• _SOURCE EXTRACT_
START

Using Creative Commons images to train artificial intelligence

Whenever I have presented about artificial intelligence in the last few years, I often get asked the question of whether training an AI with data can infringe copyright. Take for example Bot Dylan, a machine learning project that has been trained using 23,000 folk songs. Does the music it produces infringe copyright? The accepted answer is no, training an AI by making it listen to music is no different to a musician listening to various songs and being influenced (unless they cross some blurred lines, see what I did there?).

But the problem is often not the resulting output, it is all about having lawful access to content that can be scraped and analysed by the machine learning algorithm. Storing and using large amounts of data in this manner could indeed infringe copyright, and it is the reason why there are increased calls to have some sort of data mining exception to copyright. The UK already has one in place, and this is part of the upcoming Digital Single Market Directive.

This is becoming more and more of an important subject as tech companies try to join the AI race and large datasets become a hot commodity. There was quite an argument about machine learning tools and training datasets recently due to the Edmond de Belamy AI painting. In that occasion, a French artist collective called Obvious used pre-existing machine learning tools to generate a series of paintings, one of which was sold in auction for over $400k USD. The portraits used to train the AI were in the public domain, so the possible infringement question of those never arose, but there were arguments at the time that Obvious could be infringing copyright in the algorithms used. In my opinion, this was not the case as all the tools had been released with open source licences.

END

• _GOAL A_
List every proper name the article gives for a project, an artwork, a group, a country, or a legal measure.
• _GOAL B_
Do these statements agree with the article? Answer yes or no for each, and quote the deciding words.
(i) Bot Dylan was trained on 23,000 folk songs.
(ii) The portraits used to train the AI behind the Edmond de Belamy painting were protected by copyright.
(iii) The UK has not yet adopted a data mining exception to copyright.
• _GOAL C_
Extract the passage of the article that begins at the words "Whenever I have" and stops after "I did there?).".

• _DATA_
START

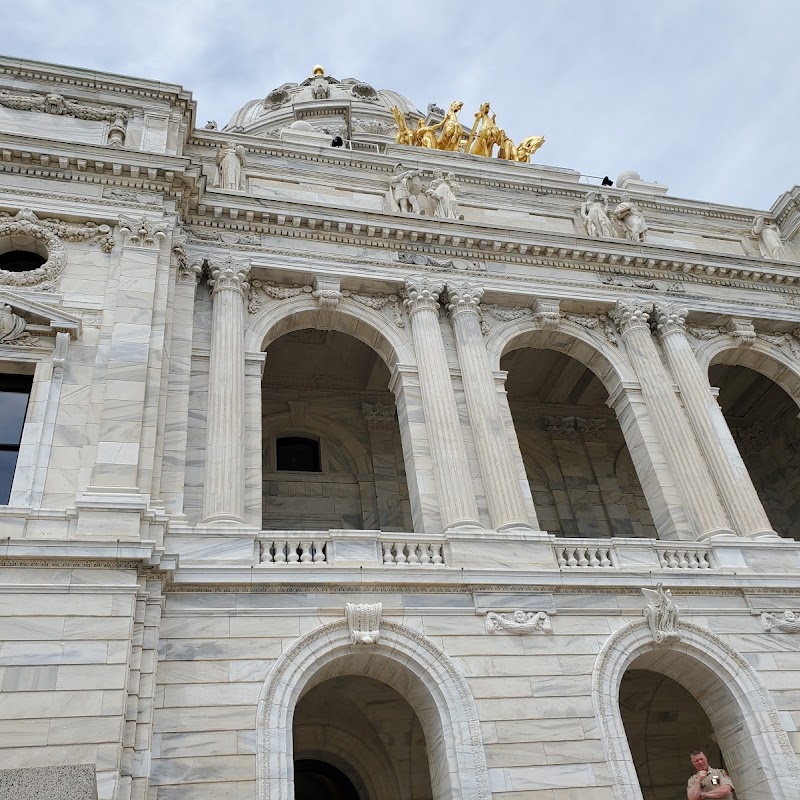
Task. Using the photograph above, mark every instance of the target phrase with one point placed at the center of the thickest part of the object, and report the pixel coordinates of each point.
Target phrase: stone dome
(349, 108)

END

• _FINAL ANSWER A_
Bot Dylan
Digital Single Market Directive
UK
Edmond de Belamy
Obvious

• _FINAL ANSWER B_
(i) Yes: "a machine learning project that has been trained using 23,000 folk songs"
(ii) No: "The portraits used to train the AI were in the public domain"
(iii) No: "The UK already has one in place"

• _FINAL ANSWER C_
Whenever I have presented about artificial intelligence in the last few years, I often get asked the question of whether training an AI with data can infringe copyright. Take for example Bot Dylan, a machine learning project that has been trained using 23,000 folk songs. Does the music it produces infringe copyright? The accepted answer is no, training an AI by making it listen to music is no different to a musician listening to various songs and being influenced (unless they cross some blurred lines, see what I did there?).